**RECORDS FOR THE TASK:**
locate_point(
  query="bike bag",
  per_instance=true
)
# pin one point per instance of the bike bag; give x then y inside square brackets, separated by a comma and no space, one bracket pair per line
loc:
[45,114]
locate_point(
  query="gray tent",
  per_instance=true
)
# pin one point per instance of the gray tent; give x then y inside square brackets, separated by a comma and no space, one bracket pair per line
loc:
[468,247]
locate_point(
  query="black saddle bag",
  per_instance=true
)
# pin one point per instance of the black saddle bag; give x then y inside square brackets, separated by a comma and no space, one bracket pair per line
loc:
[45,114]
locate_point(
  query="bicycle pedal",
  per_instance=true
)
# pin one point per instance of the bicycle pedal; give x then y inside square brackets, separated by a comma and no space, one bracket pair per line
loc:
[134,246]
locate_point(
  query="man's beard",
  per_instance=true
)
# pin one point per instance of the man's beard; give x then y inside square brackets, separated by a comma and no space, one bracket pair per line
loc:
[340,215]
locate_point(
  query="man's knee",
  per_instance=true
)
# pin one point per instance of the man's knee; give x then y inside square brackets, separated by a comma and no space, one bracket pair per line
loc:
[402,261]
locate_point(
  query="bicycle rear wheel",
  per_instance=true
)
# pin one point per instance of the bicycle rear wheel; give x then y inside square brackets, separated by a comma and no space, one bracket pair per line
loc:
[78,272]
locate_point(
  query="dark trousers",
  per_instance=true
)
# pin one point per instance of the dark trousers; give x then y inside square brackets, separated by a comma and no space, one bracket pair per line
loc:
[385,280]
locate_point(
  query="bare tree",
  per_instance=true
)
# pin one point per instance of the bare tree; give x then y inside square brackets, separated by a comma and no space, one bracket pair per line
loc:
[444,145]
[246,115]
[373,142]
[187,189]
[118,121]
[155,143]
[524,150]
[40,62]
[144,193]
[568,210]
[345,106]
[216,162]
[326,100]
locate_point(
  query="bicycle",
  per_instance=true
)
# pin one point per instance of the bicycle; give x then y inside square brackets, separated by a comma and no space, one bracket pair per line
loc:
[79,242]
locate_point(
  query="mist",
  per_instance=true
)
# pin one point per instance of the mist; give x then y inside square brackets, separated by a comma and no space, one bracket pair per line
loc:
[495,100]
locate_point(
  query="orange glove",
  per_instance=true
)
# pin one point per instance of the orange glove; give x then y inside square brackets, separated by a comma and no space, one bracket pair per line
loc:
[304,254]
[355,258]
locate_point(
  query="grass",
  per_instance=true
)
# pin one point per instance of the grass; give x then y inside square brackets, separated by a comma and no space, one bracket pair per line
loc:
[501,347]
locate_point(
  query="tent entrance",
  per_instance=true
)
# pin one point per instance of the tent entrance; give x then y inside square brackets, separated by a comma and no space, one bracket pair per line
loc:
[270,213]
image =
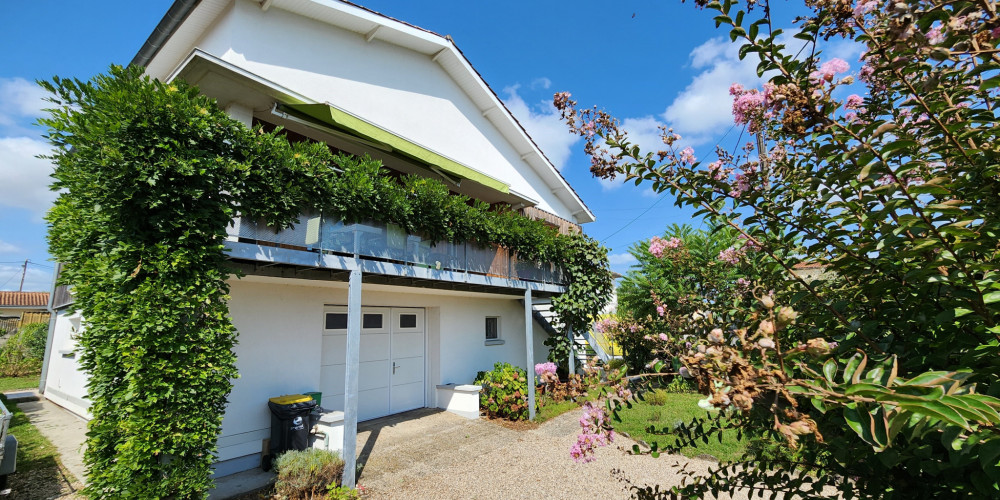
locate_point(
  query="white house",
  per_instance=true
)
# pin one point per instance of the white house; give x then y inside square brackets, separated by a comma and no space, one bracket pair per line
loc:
[374,318]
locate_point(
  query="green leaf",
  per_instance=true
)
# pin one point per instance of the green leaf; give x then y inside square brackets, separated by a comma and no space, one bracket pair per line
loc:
[830,369]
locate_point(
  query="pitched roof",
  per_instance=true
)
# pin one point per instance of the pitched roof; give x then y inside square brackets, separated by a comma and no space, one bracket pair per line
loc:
[354,17]
[24,299]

**SHORT EXERCISE:** Which lines of the entries contain the word "white"? Pick out each such line and copy it, counting a match only when the case is the same.

**CORRECT OUTPUT:**
  query="white house",
# pin one point per instance of the white house; give x then y inside square brackets, separated by a comma and no space, one bracket pair per line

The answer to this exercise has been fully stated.